Task item: Your answer should be every line of the records that contains the word "below", copied as it stands.

[Stored data entries]
○ ○ ○ ○ ○ ○ ○

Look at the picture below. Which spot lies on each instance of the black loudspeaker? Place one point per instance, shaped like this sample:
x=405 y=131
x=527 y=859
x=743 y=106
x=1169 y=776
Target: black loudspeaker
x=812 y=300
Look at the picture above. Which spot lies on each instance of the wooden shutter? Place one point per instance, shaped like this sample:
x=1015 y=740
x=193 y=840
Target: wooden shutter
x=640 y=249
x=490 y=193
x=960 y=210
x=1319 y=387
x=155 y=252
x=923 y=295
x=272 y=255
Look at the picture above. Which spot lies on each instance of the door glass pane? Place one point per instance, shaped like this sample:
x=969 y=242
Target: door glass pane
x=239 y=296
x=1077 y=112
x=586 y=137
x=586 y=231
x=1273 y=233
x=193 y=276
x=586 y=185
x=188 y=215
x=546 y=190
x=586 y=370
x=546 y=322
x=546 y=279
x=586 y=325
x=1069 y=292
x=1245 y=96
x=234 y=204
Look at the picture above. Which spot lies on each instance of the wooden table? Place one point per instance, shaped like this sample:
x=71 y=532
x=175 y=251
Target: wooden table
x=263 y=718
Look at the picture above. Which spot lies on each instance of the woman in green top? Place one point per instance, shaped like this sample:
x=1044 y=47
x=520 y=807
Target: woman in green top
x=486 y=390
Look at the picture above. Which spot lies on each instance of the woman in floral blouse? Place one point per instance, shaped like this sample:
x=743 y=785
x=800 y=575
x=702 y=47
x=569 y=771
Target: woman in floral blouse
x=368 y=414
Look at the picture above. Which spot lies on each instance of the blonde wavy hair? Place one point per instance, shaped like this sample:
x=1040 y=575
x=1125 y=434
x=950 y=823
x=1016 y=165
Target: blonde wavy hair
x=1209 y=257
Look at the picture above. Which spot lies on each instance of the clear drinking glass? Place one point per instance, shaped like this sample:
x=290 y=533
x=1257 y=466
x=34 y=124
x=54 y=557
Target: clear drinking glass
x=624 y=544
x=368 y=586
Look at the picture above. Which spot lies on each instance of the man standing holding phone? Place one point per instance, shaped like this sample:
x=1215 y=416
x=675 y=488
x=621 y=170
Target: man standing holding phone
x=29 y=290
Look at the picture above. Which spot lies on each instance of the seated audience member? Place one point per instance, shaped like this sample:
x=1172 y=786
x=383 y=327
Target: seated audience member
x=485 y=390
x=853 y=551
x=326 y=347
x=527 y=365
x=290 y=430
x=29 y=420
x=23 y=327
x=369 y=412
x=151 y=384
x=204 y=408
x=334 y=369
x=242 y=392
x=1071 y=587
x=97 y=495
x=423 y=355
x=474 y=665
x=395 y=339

○ ○ ○ ○ ○ ○ ○

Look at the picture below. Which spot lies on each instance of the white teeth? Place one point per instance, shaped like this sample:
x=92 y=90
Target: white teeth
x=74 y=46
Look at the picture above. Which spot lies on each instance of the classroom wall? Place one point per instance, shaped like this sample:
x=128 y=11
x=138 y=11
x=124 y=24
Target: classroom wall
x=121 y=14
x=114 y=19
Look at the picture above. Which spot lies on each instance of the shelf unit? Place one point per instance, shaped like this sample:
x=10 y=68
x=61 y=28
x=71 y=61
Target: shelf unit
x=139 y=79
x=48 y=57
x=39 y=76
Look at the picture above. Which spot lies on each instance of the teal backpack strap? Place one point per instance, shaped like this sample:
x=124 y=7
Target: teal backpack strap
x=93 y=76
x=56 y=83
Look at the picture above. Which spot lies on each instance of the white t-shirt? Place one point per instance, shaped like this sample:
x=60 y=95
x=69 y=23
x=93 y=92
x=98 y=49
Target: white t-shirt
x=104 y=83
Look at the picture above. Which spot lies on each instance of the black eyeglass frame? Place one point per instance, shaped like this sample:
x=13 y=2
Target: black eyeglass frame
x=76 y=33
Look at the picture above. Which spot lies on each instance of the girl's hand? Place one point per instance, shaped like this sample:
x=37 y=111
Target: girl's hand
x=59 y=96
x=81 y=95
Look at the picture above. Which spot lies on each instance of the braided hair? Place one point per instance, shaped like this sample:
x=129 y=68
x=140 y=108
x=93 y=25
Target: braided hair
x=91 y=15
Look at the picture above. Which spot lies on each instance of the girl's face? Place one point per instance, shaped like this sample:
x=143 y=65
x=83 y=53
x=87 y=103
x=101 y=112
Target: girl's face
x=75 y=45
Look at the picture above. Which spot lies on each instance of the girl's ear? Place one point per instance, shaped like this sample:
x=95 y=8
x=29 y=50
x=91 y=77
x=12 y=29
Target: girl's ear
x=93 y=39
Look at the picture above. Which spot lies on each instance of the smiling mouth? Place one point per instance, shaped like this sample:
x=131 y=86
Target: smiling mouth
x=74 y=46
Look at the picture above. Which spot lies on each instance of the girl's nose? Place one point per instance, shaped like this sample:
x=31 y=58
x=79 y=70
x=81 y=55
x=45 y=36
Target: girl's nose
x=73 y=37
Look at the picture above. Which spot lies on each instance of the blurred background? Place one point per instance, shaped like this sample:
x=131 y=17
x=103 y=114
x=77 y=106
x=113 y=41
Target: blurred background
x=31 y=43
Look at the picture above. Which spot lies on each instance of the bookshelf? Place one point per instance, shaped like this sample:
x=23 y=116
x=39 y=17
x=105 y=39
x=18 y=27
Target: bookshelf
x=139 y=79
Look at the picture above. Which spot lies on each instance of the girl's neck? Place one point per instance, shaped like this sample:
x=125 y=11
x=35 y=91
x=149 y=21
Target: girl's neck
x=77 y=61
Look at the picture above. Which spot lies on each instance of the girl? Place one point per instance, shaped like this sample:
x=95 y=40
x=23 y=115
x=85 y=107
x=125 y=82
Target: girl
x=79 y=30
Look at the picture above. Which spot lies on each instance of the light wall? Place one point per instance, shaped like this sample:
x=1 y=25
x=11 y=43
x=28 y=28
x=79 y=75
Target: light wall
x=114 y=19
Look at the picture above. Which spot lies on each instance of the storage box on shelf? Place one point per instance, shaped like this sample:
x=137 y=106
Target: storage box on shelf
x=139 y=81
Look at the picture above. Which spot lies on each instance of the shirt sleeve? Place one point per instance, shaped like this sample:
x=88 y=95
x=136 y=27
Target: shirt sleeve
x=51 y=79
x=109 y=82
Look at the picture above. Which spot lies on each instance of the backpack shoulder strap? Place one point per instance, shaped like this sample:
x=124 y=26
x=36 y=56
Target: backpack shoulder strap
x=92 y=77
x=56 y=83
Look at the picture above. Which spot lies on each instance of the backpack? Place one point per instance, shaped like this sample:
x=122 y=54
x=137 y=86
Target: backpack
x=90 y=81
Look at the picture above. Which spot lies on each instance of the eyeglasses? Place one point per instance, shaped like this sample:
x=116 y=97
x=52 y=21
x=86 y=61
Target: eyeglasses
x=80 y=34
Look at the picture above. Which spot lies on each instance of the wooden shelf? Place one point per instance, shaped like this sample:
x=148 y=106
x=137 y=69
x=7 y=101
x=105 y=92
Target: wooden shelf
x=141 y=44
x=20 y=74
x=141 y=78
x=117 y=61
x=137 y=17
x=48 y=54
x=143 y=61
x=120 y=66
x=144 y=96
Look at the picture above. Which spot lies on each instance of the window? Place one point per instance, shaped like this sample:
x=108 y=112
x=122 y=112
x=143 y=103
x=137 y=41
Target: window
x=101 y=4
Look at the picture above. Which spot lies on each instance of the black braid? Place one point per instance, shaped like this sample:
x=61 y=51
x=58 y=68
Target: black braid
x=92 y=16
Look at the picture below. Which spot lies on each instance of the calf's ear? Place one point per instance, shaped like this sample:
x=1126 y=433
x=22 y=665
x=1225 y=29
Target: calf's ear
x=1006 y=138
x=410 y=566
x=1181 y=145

○ ○ ○ ○ ○ ○ ○

Result for this exercise:
Look at the picture below. Which spot lies on each instance of the black loudspeaker? Place one point per instance, shaped like this sample:
Look at the picture below. Which spot lies on each instance of the white teeth? Place one point per instance, shaped like this sample:
Look at the picture below. Which spot lies on each instance of the calf's ear? Place one point per instance, shaped like this sample:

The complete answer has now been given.